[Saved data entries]
-=-=-

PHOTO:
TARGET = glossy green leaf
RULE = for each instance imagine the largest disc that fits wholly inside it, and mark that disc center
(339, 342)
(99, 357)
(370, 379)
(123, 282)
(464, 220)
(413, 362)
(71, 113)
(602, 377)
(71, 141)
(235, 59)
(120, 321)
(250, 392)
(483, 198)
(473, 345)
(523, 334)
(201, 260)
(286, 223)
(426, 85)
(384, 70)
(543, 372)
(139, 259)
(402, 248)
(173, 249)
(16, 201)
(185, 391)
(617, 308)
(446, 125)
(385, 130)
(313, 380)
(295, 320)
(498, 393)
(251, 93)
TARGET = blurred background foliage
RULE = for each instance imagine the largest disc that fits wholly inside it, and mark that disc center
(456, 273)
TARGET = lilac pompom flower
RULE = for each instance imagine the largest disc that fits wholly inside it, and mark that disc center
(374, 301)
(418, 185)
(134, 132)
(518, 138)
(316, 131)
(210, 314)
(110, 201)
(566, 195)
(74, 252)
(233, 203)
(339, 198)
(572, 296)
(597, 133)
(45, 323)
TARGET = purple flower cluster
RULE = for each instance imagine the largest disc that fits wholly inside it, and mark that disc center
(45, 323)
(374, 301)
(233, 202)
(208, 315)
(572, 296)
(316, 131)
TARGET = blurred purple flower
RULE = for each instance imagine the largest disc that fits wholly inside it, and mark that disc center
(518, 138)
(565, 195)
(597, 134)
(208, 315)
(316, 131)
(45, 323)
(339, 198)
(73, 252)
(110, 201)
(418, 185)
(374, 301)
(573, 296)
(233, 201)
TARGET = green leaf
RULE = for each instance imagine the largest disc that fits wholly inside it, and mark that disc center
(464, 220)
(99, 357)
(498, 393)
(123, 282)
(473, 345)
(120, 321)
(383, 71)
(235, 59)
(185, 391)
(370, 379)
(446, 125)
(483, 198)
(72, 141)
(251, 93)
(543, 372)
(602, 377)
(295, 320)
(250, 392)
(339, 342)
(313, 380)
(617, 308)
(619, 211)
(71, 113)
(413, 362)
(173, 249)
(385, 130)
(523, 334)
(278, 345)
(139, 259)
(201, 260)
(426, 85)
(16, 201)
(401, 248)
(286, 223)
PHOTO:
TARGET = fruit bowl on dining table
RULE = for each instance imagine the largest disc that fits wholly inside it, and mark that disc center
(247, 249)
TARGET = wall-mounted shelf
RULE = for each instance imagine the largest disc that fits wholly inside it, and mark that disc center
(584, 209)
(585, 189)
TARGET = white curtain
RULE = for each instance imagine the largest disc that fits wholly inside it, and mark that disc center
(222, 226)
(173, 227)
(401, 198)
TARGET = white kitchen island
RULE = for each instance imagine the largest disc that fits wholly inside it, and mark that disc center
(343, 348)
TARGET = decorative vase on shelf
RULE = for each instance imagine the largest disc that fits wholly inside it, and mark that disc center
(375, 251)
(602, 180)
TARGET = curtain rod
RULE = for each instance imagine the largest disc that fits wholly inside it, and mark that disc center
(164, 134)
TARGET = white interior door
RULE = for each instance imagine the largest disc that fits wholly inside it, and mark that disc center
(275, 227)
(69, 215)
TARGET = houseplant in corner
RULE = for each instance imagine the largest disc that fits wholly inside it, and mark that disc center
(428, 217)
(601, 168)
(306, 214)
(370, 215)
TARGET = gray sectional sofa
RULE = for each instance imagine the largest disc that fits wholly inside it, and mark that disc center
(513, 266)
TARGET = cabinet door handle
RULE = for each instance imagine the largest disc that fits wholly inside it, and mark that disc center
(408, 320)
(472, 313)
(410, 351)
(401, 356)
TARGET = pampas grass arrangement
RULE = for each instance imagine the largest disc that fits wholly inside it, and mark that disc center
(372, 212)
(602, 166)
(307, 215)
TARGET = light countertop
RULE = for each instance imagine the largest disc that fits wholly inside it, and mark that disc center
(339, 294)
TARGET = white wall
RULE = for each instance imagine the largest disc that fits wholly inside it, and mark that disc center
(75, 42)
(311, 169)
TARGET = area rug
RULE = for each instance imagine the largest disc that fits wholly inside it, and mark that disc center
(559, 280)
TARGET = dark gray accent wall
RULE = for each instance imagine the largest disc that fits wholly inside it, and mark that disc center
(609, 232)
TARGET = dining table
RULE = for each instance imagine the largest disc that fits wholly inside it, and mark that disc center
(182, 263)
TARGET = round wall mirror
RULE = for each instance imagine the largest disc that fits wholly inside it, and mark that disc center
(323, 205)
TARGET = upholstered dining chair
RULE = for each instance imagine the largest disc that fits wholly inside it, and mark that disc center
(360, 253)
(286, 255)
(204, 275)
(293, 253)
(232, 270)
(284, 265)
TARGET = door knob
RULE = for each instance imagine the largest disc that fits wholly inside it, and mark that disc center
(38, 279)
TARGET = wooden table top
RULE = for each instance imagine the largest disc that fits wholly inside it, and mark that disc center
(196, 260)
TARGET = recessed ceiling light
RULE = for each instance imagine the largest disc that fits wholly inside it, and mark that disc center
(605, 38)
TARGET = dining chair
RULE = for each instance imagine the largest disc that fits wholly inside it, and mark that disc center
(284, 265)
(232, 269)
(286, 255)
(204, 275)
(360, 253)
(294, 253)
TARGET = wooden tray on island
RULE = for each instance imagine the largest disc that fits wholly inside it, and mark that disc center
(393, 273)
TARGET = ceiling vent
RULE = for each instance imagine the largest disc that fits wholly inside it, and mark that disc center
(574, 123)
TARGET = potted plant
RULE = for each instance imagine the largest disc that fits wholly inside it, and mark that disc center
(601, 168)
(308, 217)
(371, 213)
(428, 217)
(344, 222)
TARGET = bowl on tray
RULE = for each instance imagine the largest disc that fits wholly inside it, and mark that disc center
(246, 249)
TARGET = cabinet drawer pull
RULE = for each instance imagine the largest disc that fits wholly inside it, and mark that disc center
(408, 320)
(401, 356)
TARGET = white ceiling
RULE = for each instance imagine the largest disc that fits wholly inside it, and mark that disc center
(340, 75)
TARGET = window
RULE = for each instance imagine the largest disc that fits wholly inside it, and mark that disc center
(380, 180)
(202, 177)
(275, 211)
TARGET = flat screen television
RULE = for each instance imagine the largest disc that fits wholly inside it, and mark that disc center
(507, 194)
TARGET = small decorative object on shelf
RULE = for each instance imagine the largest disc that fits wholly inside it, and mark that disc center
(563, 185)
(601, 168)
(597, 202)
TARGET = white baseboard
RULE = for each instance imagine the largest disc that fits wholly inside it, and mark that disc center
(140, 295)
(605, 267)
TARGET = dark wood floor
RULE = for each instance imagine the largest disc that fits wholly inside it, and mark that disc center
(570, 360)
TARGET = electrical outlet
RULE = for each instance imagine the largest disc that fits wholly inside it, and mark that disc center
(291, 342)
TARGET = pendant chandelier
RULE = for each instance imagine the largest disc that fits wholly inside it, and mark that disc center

-=-=-

- Exercise requirements:
Reproduce the lines of every record above without any changes.

- Task solution:
PHOTO:
TARGET = glossy green leaf
RULE = for each instance imagine the largest disc that fits wholly inside it, and mark that disc center
(339, 342)
(99, 357)
(370, 379)
(123, 282)
(464, 220)
(413, 362)
(71, 113)
(602, 377)
(71, 141)
(235, 59)
(120, 321)
(250, 392)
(483, 198)
(473, 345)
(523, 334)
(201, 260)
(286, 223)
(426, 85)
(384, 70)
(543, 372)
(139, 259)
(402, 248)
(173, 249)
(16, 201)
(185, 391)
(617, 308)
(446, 125)
(385, 130)
(313, 380)
(295, 320)
(498, 393)
(251, 93)
TARGET = blurred background foliage
RULE = for each instance imagine the largest disc that fits wholly inside it, and mark that disc center
(456, 273)
TARGET = lilac pompom flower
RULE = for each instance imagine the largest disc that fits wholly inside it, and mark that disc center
(374, 301)
(418, 185)
(134, 132)
(518, 138)
(316, 131)
(210, 314)
(110, 201)
(566, 195)
(74, 252)
(233, 203)
(339, 198)
(572, 296)
(597, 133)
(45, 323)
TARGET = purple flower cluster
RULE = for each instance imagine the largest disc that fits wholly inside it, and mark that disc center
(45, 323)
(374, 301)
(233, 202)
(208, 315)
(572, 296)
(316, 131)
TARGET = blurred purple flower
RULE = for each instance imagine the largest disc that fits wholly inside it, and mark that disc center
(518, 138)
(565, 195)
(597, 134)
(208, 315)
(316, 131)
(45, 323)
(339, 198)
(73, 252)
(110, 201)
(418, 185)
(374, 301)
(573, 296)
(233, 201)
TARGET = green leaf
RULE = for each instance imagine the largest disc that fits wholly inside it, and mark that disc center
(464, 220)
(99, 357)
(498, 393)
(123, 282)
(473, 345)
(120, 321)
(383, 71)
(235, 59)
(185, 391)
(370, 379)
(446, 125)
(483, 198)
(72, 141)
(251, 93)
(543, 372)
(602, 377)
(295, 320)
(250, 392)
(339, 342)
(313, 380)
(617, 308)
(619, 211)
(71, 113)
(413, 362)
(173, 249)
(385, 130)
(523, 334)
(278, 345)
(139, 259)
(201, 260)
(426, 85)
(16, 201)
(401, 248)
(286, 223)
PHOTO:
TARGET = fruit bowl on dining table
RULE = for each instance imagine the largest disc that fits wholly inside it, and mark that disc center
(247, 249)
TARGET = wall-mounted shelf
RULE = for each instance imagine the largest disc that fits wholly inside it, and mark that disc center
(584, 209)
(585, 189)
TARGET = white curtain
RULE = for each instance imagine the largest disc that fits wholly inside it, and mark that disc center
(222, 226)
(173, 227)
(401, 198)
TARGET = white kitchen island
RULE = for each instance imagine the largest disc that fits wholly inside it, and mark that disc center
(343, 348)
TARGET = decorative vase on shelf
RULE = for each instance imagine the largest disc that fits wholly inside it, and mark that disc center
(375, 251)
(602, 180)
TARGET = curtain rod
RULE = for each instance imagine the largest disc that fits wholly inside it, and mark that disc center
(164, 134)
TARGET = white interior door
RULE = for each instance imagine the largest disc that fits wholly inside it, and mark that disc center
(275, 227)
(69, 215)
TARGET = houseplant in corner
RULE = for each instance imagine the largest disc that fits wholly inside it, and mark that disc center
(428, 217)
(601, 168)
(306, 214)
(370, 215)
TARGET = gray sectional sofa
RULE = for each instance imagine the largest disc that fits wholly inside it, and mark that disc center
(513, 266)
TARGET = cabinet door handle
RULE = for each instance imagine the largest disc that fits wholly inside it, and mark that disc center
(408, 320)
(472, 313)
(410, 351)
(401, 356)
TARGET = pampas grass arrangement
RULE = for each instance imagine the largest disc that fits wholly inside it, and mark that disc center
(372, 212)
(602, 166)
(307, 215)
TARGET = light countertop
RULE = for each instance imagine the largest disc that fits wholly inside it, and mark that disc center
(339, 294)
TARGET = white wall
RULE = for each instance imagine the largest disc that fits wholly inside it, and mark that disc center
(75, 42)
(311, 169)
TARGET = area rug
RULE = for each instance imagine the largest disc that fits wholly inside it, and mark that disc center
(559, 280)
TARGET = dark gray accent wall
RULE = for each instance imagine the largest disc that fits wholly inside it, and mark that disc center
(609, 232)
TARGET = dining table
RULE = for each instance imagine the largest disc that fits wholly inside it, and mark that disc center
(182, 263)
TARGET = round wall mirror
RULE = for each instance imagine the largest disc that fits wholly inside it, and mark that disc center
(323, 205)
TARGET = upholstered dining chair
RULE = for each instance imagine the largest disc that fits wholly inside it, and mark that disc center
(360, 253)
(286, 255)
(204, 275)
(293, 253)
(232, 270)
(284, 265)
TARGET = door knob
RULE = for each instance imagine the largest disc that fits wholly inside it, and mark that disc center
(38, 279)
TARGET = wooden table top
RULE = for each instance imagine the largest disc that fits wholly inside it, and mark that disc center
(196, 260)
TARGET = recessed ceiling light
RULE = for each instance imagine the largest disc that fits wholly inside it, and mark that disc center
(605, 38)
TARGET = dining chair
RULE = for each instance imagine the largest disc that fits wholly inside it, and mark that disc center
(284, 265)
(232, 269)
(286, 255)
(204, 275)
(360, 253)
(294, 253)
TARGET = wooden tray on island
RULE = for each instance imagine the largest disc that fits wholly inside it, and mark that disc center
(393, 273)
TARGET = ceiling vent
RULE = for each instance imagine the largest disc that fits wholly inside it, and mark that disc center
(574, 123)
TARGET = potted plant
RULE = for each instance imagine the largest disc that fits wholly inside it, and mark that disc center
(601, 168)
(308, 217)
(371, 213)
(428, 217)
(344, 222)
TARGET = bowl on tray
RULE = for each instance imagine the largest disc that fits wholly inside it, and mark that disc center
(246, 249)
TARGET = cabinet drawer pull
RULE = for each instance imagine the largest disc that fits wholly inside it, and mark that disc center
(408, 320)
(401, 356)
TARGET = white ceiling
RULE = for each instance imagine the largest disc that fits wholly inside it, and mark that disc center
(340, 75)
TARGET = window
RULE = for each instance imagine the largest disc that fits wholly inside it, and mark that disc center
(380, 180)
(202, 177)
(275, 211)
TARGET = flat screen television
RULE = for each instance imagine the largest disc that fits wholly inside it, and mark that disc center
(507, 194)
TARGET = small decorative object on shelf
RULE = for each instance imagine the largest disc that fits wholly inside it, and mark that disc center
(563, 185)
(601, 168)
(597, 202)
TARGET = white baseboard
RULE = for each instance imagine the largest disc that fits wholly inside it, and mark that disc center
(140, 295)
(605, 267)
TARGET = dark wood floor
RULE = for each instance imagine the largest disc that fits wholly inside it, and mark that disc center
(570, 360)
TARGET = electrical outlet
RULE = for each instance imagine the largest disc that fits wholly inside it, and mark that disc center
(291, 342)
TARGET = pendant chandelier
RULE = for each instance imagine the largest disc that fits wholly inside it, and mark that disc center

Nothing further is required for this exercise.